* What you should do *
Everything in the entries except the pictures must be repeated exactly.

---- Dataset records

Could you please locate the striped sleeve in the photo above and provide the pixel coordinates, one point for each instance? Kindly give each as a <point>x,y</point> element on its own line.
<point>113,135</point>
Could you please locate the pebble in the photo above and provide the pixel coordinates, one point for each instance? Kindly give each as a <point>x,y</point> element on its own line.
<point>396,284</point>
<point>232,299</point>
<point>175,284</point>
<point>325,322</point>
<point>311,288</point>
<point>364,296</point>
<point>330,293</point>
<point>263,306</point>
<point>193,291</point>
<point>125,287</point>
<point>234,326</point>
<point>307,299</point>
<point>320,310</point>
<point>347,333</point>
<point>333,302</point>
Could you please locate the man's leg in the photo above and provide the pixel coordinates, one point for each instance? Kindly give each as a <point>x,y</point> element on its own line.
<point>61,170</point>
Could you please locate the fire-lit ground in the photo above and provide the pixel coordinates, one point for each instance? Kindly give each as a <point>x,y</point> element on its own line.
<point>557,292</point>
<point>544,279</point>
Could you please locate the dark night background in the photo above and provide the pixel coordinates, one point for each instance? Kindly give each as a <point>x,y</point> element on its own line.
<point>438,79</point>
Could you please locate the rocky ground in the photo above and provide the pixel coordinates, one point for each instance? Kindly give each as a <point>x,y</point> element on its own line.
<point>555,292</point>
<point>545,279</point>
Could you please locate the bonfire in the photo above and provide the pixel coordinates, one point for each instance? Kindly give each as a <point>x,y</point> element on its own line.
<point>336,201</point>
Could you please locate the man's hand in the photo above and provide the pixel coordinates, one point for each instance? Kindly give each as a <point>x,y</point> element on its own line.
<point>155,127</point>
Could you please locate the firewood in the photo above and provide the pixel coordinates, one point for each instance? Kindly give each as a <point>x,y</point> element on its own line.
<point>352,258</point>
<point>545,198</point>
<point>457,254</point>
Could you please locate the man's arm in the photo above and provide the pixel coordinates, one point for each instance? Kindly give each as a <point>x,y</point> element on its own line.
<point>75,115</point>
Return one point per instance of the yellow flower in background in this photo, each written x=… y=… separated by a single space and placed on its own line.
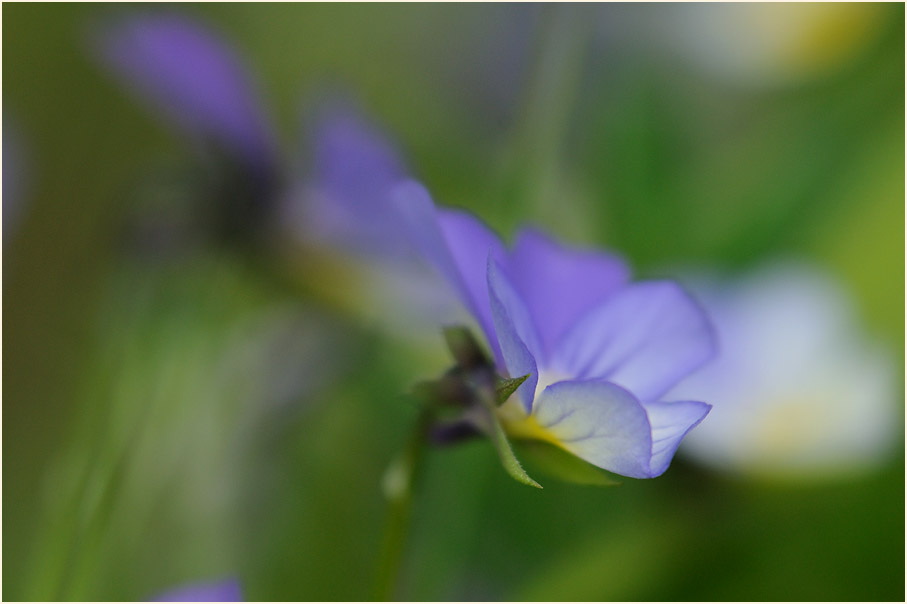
x=775 y=43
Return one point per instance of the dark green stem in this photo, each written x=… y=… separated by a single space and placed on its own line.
x=399 y=484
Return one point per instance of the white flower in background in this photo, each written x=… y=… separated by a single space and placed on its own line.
x=798 y=389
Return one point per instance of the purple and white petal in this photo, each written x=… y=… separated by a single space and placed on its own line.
x=217 y=591
x=471 y=243
x=646 y=337
x=599 y=422
x=193 y=78
x=670 y=423
x=560 y=284
x=515 y=332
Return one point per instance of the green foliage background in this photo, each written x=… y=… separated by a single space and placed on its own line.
x=135 y=456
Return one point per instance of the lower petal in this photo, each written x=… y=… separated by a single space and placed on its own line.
x=599 y=422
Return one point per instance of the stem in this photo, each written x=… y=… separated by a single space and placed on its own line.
x=399 y=488
x=551 y=97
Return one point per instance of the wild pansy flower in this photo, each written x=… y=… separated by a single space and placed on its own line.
x=803 y=391
x=227 y=590
x=599 y=352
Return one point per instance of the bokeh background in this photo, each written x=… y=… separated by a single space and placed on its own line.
x=180 y=406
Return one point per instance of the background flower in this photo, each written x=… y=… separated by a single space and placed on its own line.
x=803 y=391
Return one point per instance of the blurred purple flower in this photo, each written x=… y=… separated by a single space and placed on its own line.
x=344 y=201
x=196 y=81
x=600 y=352
x=227 y=590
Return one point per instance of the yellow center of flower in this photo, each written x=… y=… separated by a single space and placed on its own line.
x=518 y=424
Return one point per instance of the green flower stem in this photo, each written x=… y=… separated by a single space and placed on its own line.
x=540 y=134
x=399 y=485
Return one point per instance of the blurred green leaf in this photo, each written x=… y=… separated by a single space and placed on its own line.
x=560 y=464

--------

* Solution *
Could you please locate the striped sleeve in the photo above and provide the pixel coordinates, one point for each instance? Kindly give each as a <point>x,y</point> element on its own line.
<point>113,135</point>
Could you please locate the pebble in the photo above and provide the pixel coordinates, one point for each instance? Kindly give each as a <point>x,y</point> element on its own line.
<point>396,284</point>
<point>232,299</point>
<point>175,284</point>
<point>325,322</point>
<point>311,288</point>
<point>364,296</point>
<point>330,293</point>
<point>263,306</point>
<point>193,291</point>
<point>125,287</point>
<point>234,326</point>
<point>307,299</point>
<point>320,310</point>
<point>347,333</point>
<point>333,302</point>
Could you please locate the man's leg in the photo above and provide the pixel coordinates, one point for each instance? Kindly give each as a <point>x,y</point> element on its own line.
<point>61,170</point>
Could you please locate the fire-lit ground in the photo above and provide the pixel coordinates, one point for each instance? Kindly give each as a <point>x,y</point> element on its own line.
<point>557,292</point>
<point>544,279</point>
Could you please locate the dark night background in the photo above and provide the pixel coordinates, one point for each instance? Kindly give each as a <point>x,y</point> element on its own line.
<point>438,79</point>
Could you please locate the rocky ground in the photo above and provide the pixel coordinates, one point for each instance? Kindly give each as a <point>x,y</point> element on its own line.
<point>555,292</point>
<point>545,279</point>
Could you please locate the bonfire in the photo above and provide the pixel coordinates, one point for each instance? Kindly give each as a <point>x,y</point> element on its own line.
<point>336,201</point>
Could you please locate the man's hand in the photo above and provide the pixel coordinates, one point for each instance? Kindly give each as a <point>x,y</point> element on its own line.
<point>155,127</point>
Could you please locate the firewood in the photo above and provide the pixel coordinates, one point for each instance? Kindly give each as a <point>x,y</point> element on its own line.
<point>352,258</point>
<point>545,198</point>
<point>457,254</point>
Could you please locate the man's arm in the photo above and provide the pixel coordinates, one point for each instance? Kindly give each as a <point>x,y</point> element on its own line.
<point>75,115</point>
Return one point per instance of the yellow flower in background in this photo, each written x=… y=… separated by a single space and placed on its own line.
x=775 y=43
Return one point per instance of the dark green stem in this photo, each written x=… y=… separated by a single space and placed on its own line.
x=399 y=484
Return one point per instance of the white flower in background in this photo, each written x=… y=… separated by a single space and placed on its own line.
x=798 y=389
Return one point per instance of the purple and white petal in this photo, each written x=… y=… separated by a single space and placed on its own line.
x=217 y=591
x=471 y=243
x=646 y=337
x=599 y=422
x=193 y=78
x=670 y=423
x=560 y=284
x=515 y=332
Return one point per instance of the green foliage background in this photo, each written x=… y=… separated by a single space and placed on its own line.
x=135 y=456
Return one point per instance of the lower petal in this photo, each written x=… y=… separated by a single space and placed on its own line.
x=599 y=422
Return one point per instance of the stem in this photo, each written x=… y=… separated by a single space and placed on its own line.
x=399 y=488
x=551 y=97
Return one point per instance of the wild pansy flower in this photo, each written x=… y=… separated by a single space and placed on its own line.
x=803 y=391
x=227 y=590
x=599 y=352
Return one point per instance of the bokeh background in this photo, each written x=… y=… separated by a single space and placed on its own line.
x=180 y=406
Return one point per instance of the background flower in this photo, each written x=… y=… separated by a single space and placed on its own line.
x=803 y=391
Return one point per instance of the blurred purple flower in this photo, each written x=… y=… separated by a single space and placed on its own line.
x=344 y=201
x=196 y=81
x=600 y=352
x=227 y=590
Return one point per instance of the yellow center of flower in this photo, each written x=… y=… separated by a single space and placed on its own line.
x=518 y=424
Return one point per instance of the green flower stem in this photo, each written x=… y=… separated by a single space and placed on its own line.
x=540 y=134
x=399 y=485
Return one point per instance of the blurred green leaf in this photo, each written x=… y=… separated by a single space and placed on its own line.
x=560 y=464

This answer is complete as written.